--- BEGIN Material provided ---

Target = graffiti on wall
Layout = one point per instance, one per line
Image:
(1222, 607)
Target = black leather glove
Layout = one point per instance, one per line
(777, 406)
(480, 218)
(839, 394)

--- END Material provided ---

Your goal> Recast every line of the listing above as a numbered list, omitting any blank lines.

Full response>
1. Target = graffiti on wall
2. Layout = one point per instance, one per line
3. Image:
4. (1222, 607)
5. Target = black leather glove
6. Layout = one point per instance, one per line
7. (777, 406)
8. (480, 218)
9. (839, 394)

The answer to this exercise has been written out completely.